▶ [Your goal]:
Return all the entries word for word, minus the pictures.

▶ [Provided records]:
* * * * * * * * *
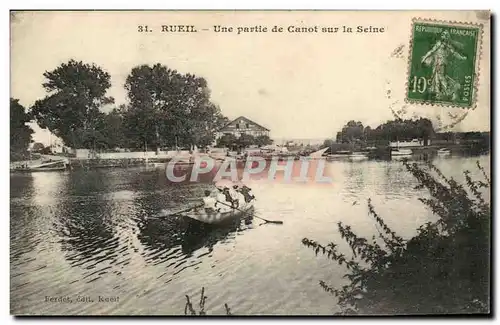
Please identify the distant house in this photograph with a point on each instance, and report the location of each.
(412, 143)
(243, 125)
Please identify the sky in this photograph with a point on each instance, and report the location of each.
(298, 85)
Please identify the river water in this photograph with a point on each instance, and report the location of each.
(95, 234)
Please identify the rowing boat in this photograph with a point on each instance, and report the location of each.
(222, 214)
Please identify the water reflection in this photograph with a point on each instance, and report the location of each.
(97, 231)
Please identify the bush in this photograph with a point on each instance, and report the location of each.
(443, 269)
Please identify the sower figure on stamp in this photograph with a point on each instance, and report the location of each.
(442, 84)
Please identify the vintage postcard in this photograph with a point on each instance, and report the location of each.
(250, 163)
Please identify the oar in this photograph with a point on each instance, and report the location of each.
(253, 215)
(179, 212)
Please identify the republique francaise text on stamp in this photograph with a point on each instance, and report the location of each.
(443, 63)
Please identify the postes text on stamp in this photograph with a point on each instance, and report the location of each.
(443, 63)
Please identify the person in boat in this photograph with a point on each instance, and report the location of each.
(209, 202)
(246, 192)
(230, 196)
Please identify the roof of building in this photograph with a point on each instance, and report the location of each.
(246, 119)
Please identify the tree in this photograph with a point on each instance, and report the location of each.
(169, 108)
(245, 140)
(227, 141)
(113, 128)
(328, 143)
(443, 269)
(351, 132)
(76, 92)
(20, 133)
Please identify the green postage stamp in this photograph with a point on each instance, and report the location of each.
(443, 63)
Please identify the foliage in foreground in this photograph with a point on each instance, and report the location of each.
* * * * * * * * *
▶ [Written reply]:
Please identify the distant house in this photograph with a point on each instance, and report the location of each.
(412, 143)
(243, 125)
Please identify the sky in this photograph with a point on each instance, and report the location of each.
(298, 85)
Please identify the river water in this photograph with a point on each instance, and report the location of each.
(95, 234)
Please identify the rowing boat in this photograph with a point on each instance, and report the location of each.
(222, 214)
Please identify the water reflection in this photograph with a point on each instance, and report the location of each.
(97, 231)
Please identify the bush in this photograph with a point on each instance, and report the location of each.
(443, 269)
Please identify the sower figure on stamp in this photograph with a point on each instance, and report the location of each.
(442, 84)
Please identify the vintage postcard in this photograph with a point on each instance, and report the location of each.
(250, 163)
Please identify the oar in this photograph with a point on each instance, and report the location of each.
(253, 215)
(179, 212)
Please identify the republique francaise text on stamp in this photograph with a point on each instance, and report the location of each.
(443, 63)
Please identify the postes text on stamp in this photograph with a point on each instance, and report the location of each.
(443, 63)
Please identify the person in boat in this photograph with a point on each instance, and report the location of each.
(209, 202)
(246, 192)
(230, 196)
Please identify the roof of building in this photograph with a point on each instance, and report the location of each.
(246, 119)
Please identify the tree in this photograph with a point on each instance, and report the location of each.
(169, 108)
(245, 140)
(227, 141)
(113, 128)
(328, 143)
(443, 269)
(351, 132)
(76, 92)
(20, 133)
Please identify the green postage stamp in this photograph with a point on each instance, and report the location of each.
(443, 63)
Please identify the foliage in foreground in this photograph with a point on each instance, and report the location of each.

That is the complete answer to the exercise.